=== EXTRACTED TEXT ===
---

The type of data is collected and analyzed creates categories & profiles by tracing patterns through the clicks we make, the advertisements we click, the information we fill out, the content we post, etc. The ways that our information is tracked, categorized, and represented holds power in exploring our patterns in comparison to larger catgories that both Facebook and Google algorithms have created. It's crucial that we be critical of how these categories are chosen, what data influences what categories, and more.

Downloading your data

Although most data is not publically available, there are ways you can collect your own data. You can also scrape data from Twitter using Twitter APIs. If you're interested in downloading your data from Facebook and Google, follow these steps and links:

Facebook: Settings > Your Facebook Information > Download your Information

Google: https://support.google.com/accounts/answer/3024190?hl=en. Here's a shot of what the downloaded data looks like:

Ethical Implications

While this is interesting, we encourage you to also begin to see the potential problems with this. The recent Facebook controversy that Facebook sells our data makes our profiles and information currency; it also raises problems about autonomy, anonymity, and privacy. How are we being represented and to whom? In ways ways is our information being used? Thse are concerns you should not only think about in your personal lives, but in your research; how will you collect data in an ethical and responsible manner?

How can collecting data on us impact us in the future?

Activity tracker like iPhone or Apple Watch now mandatory for John Hancock life insurance

  • Policyholders score premium discounts for hitting exercise targets tracked on wearable devices such as a Fitbit or Apple Watch
  • Raised questions about whether insurers may eventually use data to select the most profitable customers
  • Will policyholders be penalised for walking through a sketchy area, logged by the GPS in their device? What about an activity tracker logging a strenuous hike as a risk factor? Or deciding that someone is cycling or skiing dangerously fast?

China is building a digital dictatorship to exert control over its 1.4 billion citizens. For some, “social credit” will bring privileges — for others, punishment.

In [1]:
from IPython.display import HTML
from IPython.display import YouTubeVideo
YouTubeVideo('eViswN602_k')
#til 2:25
Out[1]:

Examples of Data Analytics, or how to use data to inform social science work

Think about larger ideas or narratives we hear passed around social media, news outlets, conversations at dinner, and more about the state of America. Part of the goal with using data is to test these narratives and see whether or not data actually reflects what we believe, and do so in a way that are ethical, critical, and statistically sound.

#WhyIStayed: Survivors of Domestic Violence Relationships

  • Analyzing a Twitter trend to determine the reasons victims of domestic abuse give for staying in and leaving their abusive relationships.
  • Victims report staying in abusive relationships due to cognitive manipulation, as indicated by a predominance of verbs including manipulate, isolate, convince, think, believe, felt
  • report leaving when experiencing or fearing physical violence, via predicates such as kill and kick.
  • They also report staying when in dire financial straits (money), when attempting to keepthe nuclear family united (family, marriage) or when experiencing shame about their situation (ashamed,shame).

---

=== DATA SUPPLIED ===
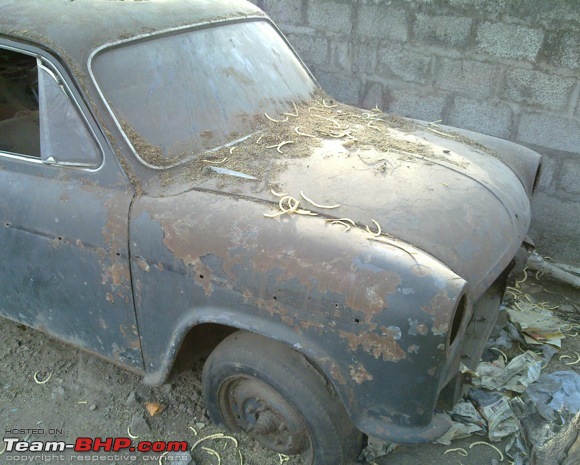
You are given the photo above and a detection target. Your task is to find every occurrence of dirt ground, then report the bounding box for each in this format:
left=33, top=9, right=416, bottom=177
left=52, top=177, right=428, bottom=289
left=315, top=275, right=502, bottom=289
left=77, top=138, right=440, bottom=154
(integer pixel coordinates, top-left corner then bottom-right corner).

---

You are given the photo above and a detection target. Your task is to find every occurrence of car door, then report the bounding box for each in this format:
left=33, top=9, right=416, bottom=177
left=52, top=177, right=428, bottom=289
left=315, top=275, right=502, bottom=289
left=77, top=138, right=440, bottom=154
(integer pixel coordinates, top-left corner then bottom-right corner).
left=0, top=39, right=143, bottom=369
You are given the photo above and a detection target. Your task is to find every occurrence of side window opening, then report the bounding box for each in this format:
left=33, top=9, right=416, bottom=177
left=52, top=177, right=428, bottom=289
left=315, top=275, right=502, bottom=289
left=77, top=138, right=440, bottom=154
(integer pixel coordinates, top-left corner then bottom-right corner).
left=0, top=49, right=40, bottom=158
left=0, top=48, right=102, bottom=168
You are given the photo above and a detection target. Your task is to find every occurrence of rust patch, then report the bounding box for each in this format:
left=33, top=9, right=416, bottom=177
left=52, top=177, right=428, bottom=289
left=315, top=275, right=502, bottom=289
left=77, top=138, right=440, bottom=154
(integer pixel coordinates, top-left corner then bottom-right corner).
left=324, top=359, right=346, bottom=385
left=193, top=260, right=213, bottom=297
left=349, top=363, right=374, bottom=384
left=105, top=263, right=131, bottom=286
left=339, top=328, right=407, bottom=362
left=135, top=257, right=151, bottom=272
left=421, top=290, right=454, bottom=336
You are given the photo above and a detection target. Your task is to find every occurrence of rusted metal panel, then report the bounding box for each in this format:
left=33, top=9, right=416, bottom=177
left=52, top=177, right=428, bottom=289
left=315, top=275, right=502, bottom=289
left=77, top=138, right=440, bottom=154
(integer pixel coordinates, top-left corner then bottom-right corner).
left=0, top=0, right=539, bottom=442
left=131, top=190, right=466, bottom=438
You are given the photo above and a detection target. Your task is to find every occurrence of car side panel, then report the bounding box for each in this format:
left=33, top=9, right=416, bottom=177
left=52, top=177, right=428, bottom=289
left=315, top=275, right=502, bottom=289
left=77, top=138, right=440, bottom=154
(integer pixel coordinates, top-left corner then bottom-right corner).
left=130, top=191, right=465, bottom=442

---

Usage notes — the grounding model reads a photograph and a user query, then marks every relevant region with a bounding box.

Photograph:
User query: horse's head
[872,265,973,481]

---

=== REQUIRED WORK ===
1. Answer these questions from the text on personal data:
(a) What path in Facebook leads to downloading your information?
(b) What do John Hancock policyholders get for hitting exercise targets on wearable devices?
(c) In the #WhyIStayed analysis, under what conditions do victims report leaving?
2. Write the next part of the text on personal data and social science, starting after its last sentence.
These records have nothing to do with the text on personal data.

=== RESPONSES IN ORDER ===
1.
(a) Settings > Your Facebook Information > Download your Information
(b) Premium discounts
(c) When experiencing or fearing physical violence

2.
  • They report leaving when threats are made towards loved-ones (son, daughter), gain agency (choose, decide), realize their situation or self-worth (realize, learn, worth, deserve, finally, better), or gain support from friends or family (courage, support, help).

Online Dating Apps:

  • Survey data: a huge majority of users of on-line dating services would reject racists as partners
  • 84 % say “no” (as opposed to “it depends” or “yes”) when asked
  • Yet users typically show “attractiveness” ratings that value white appearance rather than black.
  • This holds for all ethnic groups save blacks
  • But it’s more pronounced among men rather than women

Big data in Healthcare: From Opiod Crsis to Tracking the Flu

  • An app called Flu Near You lets crowdsource when people feel symptoms of the flu, letting you track it in real time
  • Data scientists at Blue Cross Blue Shield using years of insurance and pharmacy data, analysts have been able to identify 742 risk factors that predict with a high degree of accuracy whether someone is at risk for abusing opioids.
  • Threshold of different factors that can establish someone as "high risk"
  • Ethical implications: privacy, labeling

Using Computational Methods to Examine School Shootings and the Media

Grounded in theory and empirical background, the research examines several research questions:

  • Has the media coverage of school shootings increased over time?
  • Has the media coverage of school shootings increased over time relative to the amount of school shootings over time?
  • Has the framing of school shootings changed over time?
    • Specifically, has the mention of mass shootings as a gun control issue versus a mental health issue increased, stayed the same, or decreased over time?

Measures of Interest:

  • Fatal School Shootings: at least 1 individual killed by firearms at a school
  • Multiple-Victim School Shooting: 4 or more victims and at least 2 killed, excluding the assailant, by firearms at a school
  • NYT Articles mentioning "school shooting" per year
  • Prop: NYT Articles mentioning "school shooting" per year // total amount of articles published per year
  • Mental Health: key words "mental health", "illness"
  • Gun Control: key words "gun control", "gun rights"

NOTE: the data about fatal school shootings is not publically available. Therefore, we only have images of the code because it can't be run.

Summary:

  • Schools are safer now than they were in the 1990s.
    • Four times the number of children were killed in schools in the early 1990s than today (Fox & Fridel 2018)
  • There is a negative correlation showing that fatal school shootings have decreased over time
  • Media has shown a different trend with an increase in articles covering school shootings over time
    • Spikes for high victim, high profile shootings
  • Mentions of mental health and gun control only happen in high profile school shootings: Sandy Hook and Columbine

Using Network Analysis to Trace Relationships

Network analysis can show relationships among people based on who they know, where they are located, and other data points. Using data on the people who belonged to different political parties during the Patriot Movement, we can better see who is at the "center" of this network.

Example provided by Laura Nelson, Assistant Professor of Sociology at Northeastern University

In [1]:
import pandas
import networkx as nx
import numpy as np
import matplotlib.pyplot as plt
import nltk
from nltk import word_tokenize
from nltk.corpus import stopwords
import string
In [2]:
df = pandas.read_csv("./data/PatriotMovementData.csv", index_col = 0)
df.head(10)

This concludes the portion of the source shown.